Complete the following:
1. Quote word for word from the comment on AI values the stretch from "I think the" through "distributions over values.)".
2. The comment on AI values says "Preserving X" is about ensuring certain things. List every one of them.

Document segment:
***

IMO, systems with broader distributions over values are more likely to assign at least some weight to things like “make people actually happy” and to other values that we don’t even know we should have included. In that case, the “make people actually happy” value and the “smile maximization” value can cooperate and make people smile by being happy (and also cooperate with the various other values the system develops). That’s the source of my intuition that a broader distributions over values are actually safer: it makes you less likely to miss something important.
More generally, I think that a lot of the alignment intuition that “values are fragile” actually comes from a pretty simple type error. Consider:
The computation a system executes depends on its inputs. If you have some distribution over possible inputs, that translates to having a distribution over possible computations.
“Values” is just a label we apply to particular components of a system’s computations.
If a system has a situation-dependent distribution over possible computations, and values are implemented by those computations, then the system also has a situation-dependent distribution over possible values.
However, people can only consciously instantiate a small, subset of discrete values at any given time. There thus appears to be a contrast between “the values we can imagine” and “the values we actually have”. Trying to list out a discrete set of “true human values” roughly corresponds to trying to represent a continuous distribution with a small set of discrete samples from that distribution (this is the type error in question). It doesn’t help that the distribution over values is situation-dependent, so any sampling of their values a human performs in one situation may not transfer to the samples they’d take in another situation.
Given the above, it should be no surprise that our values feel “fragile” when we introspect on them.
Preempting a possible confusion: the above treats a “value” and “the computation that implements that value” interchangeably. If you’re thinking of a “value” as something like a principle component of an agent’s utility function, somehow kept separate from the system that actually implements those values, then this might seem counterintuitive.
Under this framing, questions like the destruction of the physical rainforests, or other things we might value are mainly about ensuring a broad distribution of worthwhile values can perpetuate themselves across time and are influence the world to at least some degree. “Preserving X”, for any value of X, is about ensuring that the system has at least some values orientated towards preserving X, that those values can persist over time, and that those values can actually ensure that X is preserved. (And the broader the values, the more different Xs we can preserve.)
I think the prospects for achieving those three things are pretty good, though I don’t think I’m ready to write up my full case for believing such.
(I do admit that it’s possible to have a system that ends up pursing a simple / “dumb” goal, such as maximizing paperclips, to the exclusion of all else. That can happen when the system’s distribution over possible values places so much weight on paperclip-adjacent values that they can always override any other values. This is another reason I’m in favor of broad distributions over values.)
Yudkowsky tends to do this lame thing where after explaining the inner-alignment/context-disaster problem, he skips to, “And therefore, because there’s no obvious relationship between the outer loss funciton and learned values, and because the space of possibilities is so large, almost all of it has no value, like paperclips.”
Agreed. It’s particularly annoying because, IMO, there is a strong candidate for “obvious relationship between the outer loss funciton and learned values”: learned values reflect the distribution over past computations that achieved high reward on the various shallow proxies of the outer loss function that the model encountered during training.
In fact, large language models arguably implement social instincts with more adroitness than many humans possess.

***

Dataset extract:

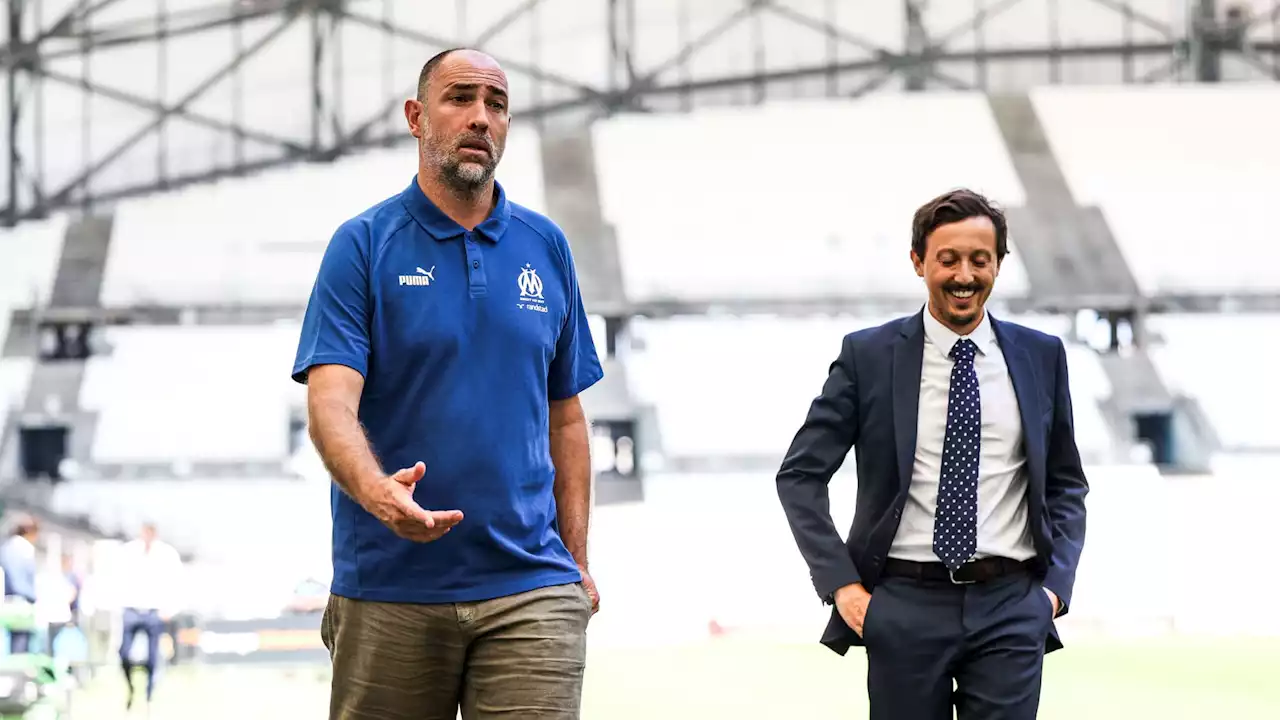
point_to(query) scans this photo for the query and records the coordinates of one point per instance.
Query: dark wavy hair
(952, 206)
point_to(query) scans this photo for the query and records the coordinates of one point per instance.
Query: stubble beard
(465, 178)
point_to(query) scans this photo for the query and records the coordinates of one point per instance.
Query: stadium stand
(14, 377)
(740, 387)
(1185, 177)
(227, 395)
(718, 384)
(795, 200)
(259, 241)
(1238, 392)
(30, 259)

***

Answers for this exercise:
1.
I think the prospects for achieving those three things are pretty good, though I don’t think I’m ready to write up my full case for believing such.
(I do admit that it’s possible to have a system that ends up pursing a simple / “dumb” goal, such as maximizing paperclips, to the exclusion of all else. That can happen when the system’s distribution over possible values places so much weight on paperclip-adjacent values that they can always override any other values. This is another reason I’m in favor of broad distributions over values.)

2.
- The system has at least some values orientated towards preserving X.
- Those values can persist over time.
- Those values can actually ensure that X is preserved.